### 文書の抜粋
────────

御垂示 河合雨峰というのは、私は良く知ってます。一筆書きの龍を書いて、それをほうぼうになにして、生活していたんです。書家ですがね。光明如来様はお祀りしてあるんですね。
御伺い お祀りしてございません。
御垂示 お祀りしなければ駄目ですね。お祀りしてから、雨峰の書いた龍神……あれはみんな霊が入ってますからね……それを家にしまっておいて、一年くらい経ってから焼けば良いんです。それから、大腿部の上部……毒が多いんですよ。ほうぼうに固まっているんだ。それで動かないんだから、まあ……こういうものは、少し根気良くやれば必ず治りますよ。別にたいしたものじゃない。それで、光明如来様をお祀りして、その部屋に寝かせるようにする。そうすれば、ほうぼうから穴があいて出て、すっかり治りますよ。

────────

### 分析用記録

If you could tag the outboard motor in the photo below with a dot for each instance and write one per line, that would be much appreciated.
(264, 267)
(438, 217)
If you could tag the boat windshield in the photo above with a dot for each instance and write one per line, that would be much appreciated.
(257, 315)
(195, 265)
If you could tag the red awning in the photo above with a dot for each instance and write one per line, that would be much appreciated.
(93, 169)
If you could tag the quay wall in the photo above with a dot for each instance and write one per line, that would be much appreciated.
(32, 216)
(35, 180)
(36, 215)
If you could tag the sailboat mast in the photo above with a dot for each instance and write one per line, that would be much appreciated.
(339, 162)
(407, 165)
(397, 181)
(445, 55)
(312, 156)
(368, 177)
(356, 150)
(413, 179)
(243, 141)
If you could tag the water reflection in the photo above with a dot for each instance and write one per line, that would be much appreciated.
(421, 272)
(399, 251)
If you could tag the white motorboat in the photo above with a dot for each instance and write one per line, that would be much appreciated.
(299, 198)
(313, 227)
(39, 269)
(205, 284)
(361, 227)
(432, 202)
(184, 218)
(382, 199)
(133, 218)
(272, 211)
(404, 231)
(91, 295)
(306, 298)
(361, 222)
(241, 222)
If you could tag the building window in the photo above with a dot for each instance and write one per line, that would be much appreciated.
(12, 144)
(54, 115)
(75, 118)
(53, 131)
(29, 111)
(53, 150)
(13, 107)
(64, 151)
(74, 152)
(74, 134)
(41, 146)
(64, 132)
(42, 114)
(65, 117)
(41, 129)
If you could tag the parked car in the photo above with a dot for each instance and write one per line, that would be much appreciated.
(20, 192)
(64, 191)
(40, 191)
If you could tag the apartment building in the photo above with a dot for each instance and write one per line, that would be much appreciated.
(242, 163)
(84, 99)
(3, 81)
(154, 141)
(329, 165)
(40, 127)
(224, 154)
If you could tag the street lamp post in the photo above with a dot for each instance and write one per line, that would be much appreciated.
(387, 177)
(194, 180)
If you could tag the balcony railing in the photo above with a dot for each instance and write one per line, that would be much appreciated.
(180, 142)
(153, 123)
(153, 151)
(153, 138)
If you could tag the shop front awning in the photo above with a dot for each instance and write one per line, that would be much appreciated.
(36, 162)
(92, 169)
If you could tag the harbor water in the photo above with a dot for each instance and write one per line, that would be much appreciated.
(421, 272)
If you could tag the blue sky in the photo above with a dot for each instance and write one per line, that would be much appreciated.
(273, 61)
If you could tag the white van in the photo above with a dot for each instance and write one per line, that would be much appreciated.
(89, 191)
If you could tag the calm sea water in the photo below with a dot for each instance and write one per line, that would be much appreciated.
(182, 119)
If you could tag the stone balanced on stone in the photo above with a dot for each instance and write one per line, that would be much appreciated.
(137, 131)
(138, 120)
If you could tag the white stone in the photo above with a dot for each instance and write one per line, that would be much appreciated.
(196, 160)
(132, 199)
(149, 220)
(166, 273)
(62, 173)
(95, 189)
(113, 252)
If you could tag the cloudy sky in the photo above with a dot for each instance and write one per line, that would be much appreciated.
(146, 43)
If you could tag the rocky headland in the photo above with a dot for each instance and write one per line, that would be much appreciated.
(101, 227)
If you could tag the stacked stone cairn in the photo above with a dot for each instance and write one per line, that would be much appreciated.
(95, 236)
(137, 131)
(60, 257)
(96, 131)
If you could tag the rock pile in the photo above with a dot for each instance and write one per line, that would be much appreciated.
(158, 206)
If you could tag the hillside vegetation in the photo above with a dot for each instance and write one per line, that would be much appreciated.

────────

### 設問
本文で体が動かないとされている理由を、1〜3文で説明せよ。 記録は使わなくてよい。

### 解答
大腿部の上部に毒が多く、それがほうぼうに固まっているためである。